Quoted text:
+-------+
Let's solve the given Linear Diophantine Equations for integer solutions.

1. $4x + 3y = 7$

We need to find integer values of $x$ and $y$ that satisfy this equation.

First, we can express $y$ in terms of $x$:

$y = \frac{7 - 4x}{3}$

For $y$ to be an integer, $7 - 4x$ must be divisible by 3. Let's test integer values for $x$:

• For $x = 1$:

$y = \frac{7 - 4(1)}{3} = \frac{7 - 4}{3} = \frac{3}{3} = 1$

So, $x = 1$ and $y = 1$ is a solution.

Solution: $x = 1, y = 1$ is an integer solution.

2. $15x + 25y = 10$

This equation can be simplified by dividing the entire equation by 5:

$3x + 5y = 2$

Now, express $y$ in terms of $x$:

$y = \frac{2 - 3x}{5}$

For $y$ to be an integer, $2 - 3x$ must be divisible by 5. Let's test integer values for $x$:

• For $x = 4$:

$y = \frac{2 - 3(4)}{5} = \frac{2 - 12}{5} = \frac{-10}{5} = -2$

So, $x = 4$ and $y = -2$ is a solution.

Solution: $x = 4, y = -2$ is an integer solution.

3. $6x + 9y = 3s$

We need to find integer values of $x$, $y$, and $s$ that satisfy this equation.
+-------+
Data listing:

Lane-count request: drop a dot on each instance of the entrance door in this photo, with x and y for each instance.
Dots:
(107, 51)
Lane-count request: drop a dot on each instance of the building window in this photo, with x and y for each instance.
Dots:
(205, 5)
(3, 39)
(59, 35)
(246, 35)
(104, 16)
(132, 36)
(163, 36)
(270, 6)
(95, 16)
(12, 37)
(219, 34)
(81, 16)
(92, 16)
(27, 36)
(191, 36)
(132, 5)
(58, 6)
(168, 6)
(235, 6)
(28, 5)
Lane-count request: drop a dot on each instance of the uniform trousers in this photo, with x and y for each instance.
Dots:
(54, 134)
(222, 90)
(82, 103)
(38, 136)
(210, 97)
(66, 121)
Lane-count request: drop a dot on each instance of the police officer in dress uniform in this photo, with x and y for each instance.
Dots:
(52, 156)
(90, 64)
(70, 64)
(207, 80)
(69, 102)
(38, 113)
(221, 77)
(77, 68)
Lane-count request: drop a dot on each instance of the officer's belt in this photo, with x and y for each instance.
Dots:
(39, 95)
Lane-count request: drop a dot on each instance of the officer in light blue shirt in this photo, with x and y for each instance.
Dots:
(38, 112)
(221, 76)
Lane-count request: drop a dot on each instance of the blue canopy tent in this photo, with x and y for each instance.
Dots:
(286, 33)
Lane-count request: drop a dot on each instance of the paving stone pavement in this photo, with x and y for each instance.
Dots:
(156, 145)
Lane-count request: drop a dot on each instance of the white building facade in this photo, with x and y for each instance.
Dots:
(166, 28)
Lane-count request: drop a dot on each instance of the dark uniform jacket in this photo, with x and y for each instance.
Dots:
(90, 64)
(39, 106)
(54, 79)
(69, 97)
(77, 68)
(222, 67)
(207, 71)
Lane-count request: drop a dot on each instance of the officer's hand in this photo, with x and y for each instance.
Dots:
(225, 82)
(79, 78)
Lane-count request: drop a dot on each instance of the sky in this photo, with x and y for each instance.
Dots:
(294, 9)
+-------+
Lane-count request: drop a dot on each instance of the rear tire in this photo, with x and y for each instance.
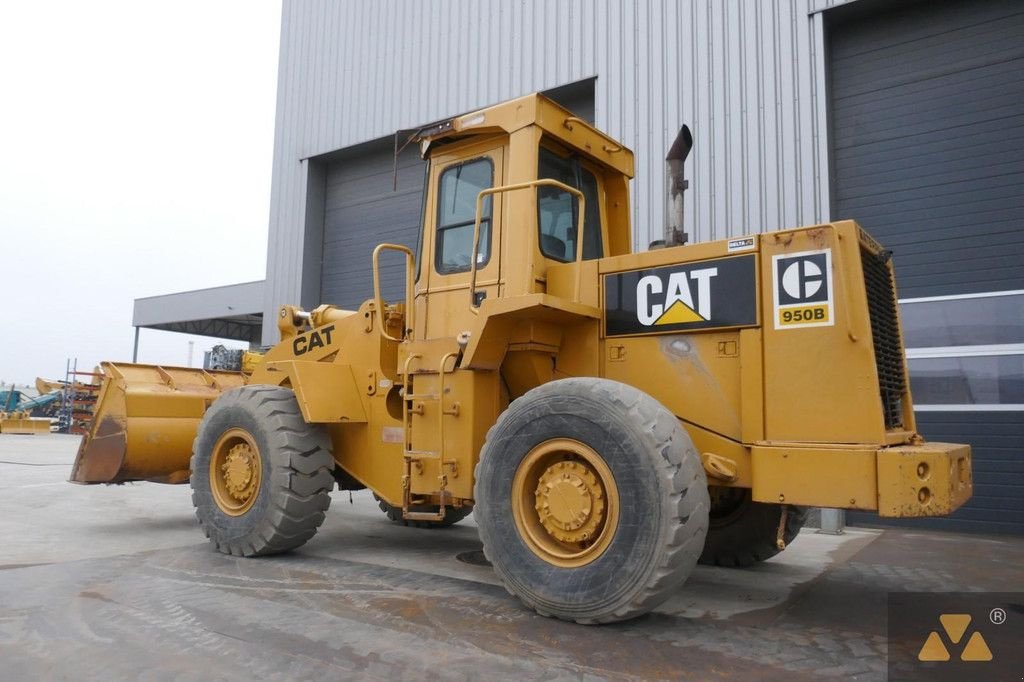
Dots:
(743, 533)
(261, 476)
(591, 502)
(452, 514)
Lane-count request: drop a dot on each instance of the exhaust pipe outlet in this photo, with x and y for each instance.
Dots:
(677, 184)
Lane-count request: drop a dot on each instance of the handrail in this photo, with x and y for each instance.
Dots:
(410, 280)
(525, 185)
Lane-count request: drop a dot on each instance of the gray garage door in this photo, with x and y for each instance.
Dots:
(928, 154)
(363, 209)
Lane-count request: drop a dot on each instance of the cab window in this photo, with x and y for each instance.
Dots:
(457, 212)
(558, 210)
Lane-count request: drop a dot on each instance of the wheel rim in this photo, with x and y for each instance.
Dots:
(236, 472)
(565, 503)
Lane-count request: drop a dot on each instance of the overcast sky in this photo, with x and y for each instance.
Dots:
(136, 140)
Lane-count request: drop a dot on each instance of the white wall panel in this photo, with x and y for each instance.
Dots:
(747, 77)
+-------+
Exercise tasks:
1. Reproduce the part of the Diophantine equations walkthrough that begins at the words "For $y$ to be an integer, $7" and stops after the words "1$ is an integer solution.".
2. Using the Diophantine equations walkthrough, decide whether each statement agrees with it. Answer yes or no and quote the deciding words.
(a) The second equation is made simpler by dividing the whole equation by 5.
(b) For the first equation, the solution given is x = 2 and y = -1.
(c) The third equation calls for integer values of x, y, and s.
3. Write the next part of the Diophantine equations walkthrough, picking up after its final sentence.

Answer list:
1.
For $y$ to be an integer, $7 - 4x$ must be divisible by 3. Let's test integer values for $x$:

• For $x = 1$:

$y = \frac{7 - 4(1)}{3} = \frac{7 - 4}{3} = \frac{3}{3} = 1$

So, $x = 1$ and $y = 1$ is a solution.

Solution: $x = 1, y = 1$ is an integer solution.

2.
(a) Yes: "This equation can be simplified by dividing the entire equation by 5"
(b) No: "So, $x = 1$ and $y = 1$ is a solution."
(c) Yes: "We need to find integer values of $x$, $y$, and $s$ that satisfy this equation."

3.
We can simplify the equation by dividing the entire equation by 3:

$2x + 3y = s$

Now, $s$ can be any integer that satisfies this equation. We can choose $s$ such that $x$ and $y$ are integers.

Let's express $y$ in terms of $x$ and $s$:

$y = \frac{s - 2x}{3}$

For $y$ to be an integer, $s - 2x$ must be divisible by 3. Since $s$ can be any integer, this equation can have infinite integer solutions depending on the choice of $s$.

For example, if $s = 1$:

$y = \frac{1 - 2x}{3}$

Testing $x = 1$:

$y = \frac{1 - 2(1)}{3} = \frac{1 - 2}{3} = \frac{-1}{3} \quad \text{(not an integer, so not a solution)}$

Testing $x = 2$:

$y = \frac{1 - 2(2)}{3} = \frac{1 - 4}{3} = \frac{-3}{3} = -1$

So, $x = 2$, $y = -1$, and $s = 1$ is a solution.

Solution: One solution is $x = 2$, $y = -1$, $s = 1$.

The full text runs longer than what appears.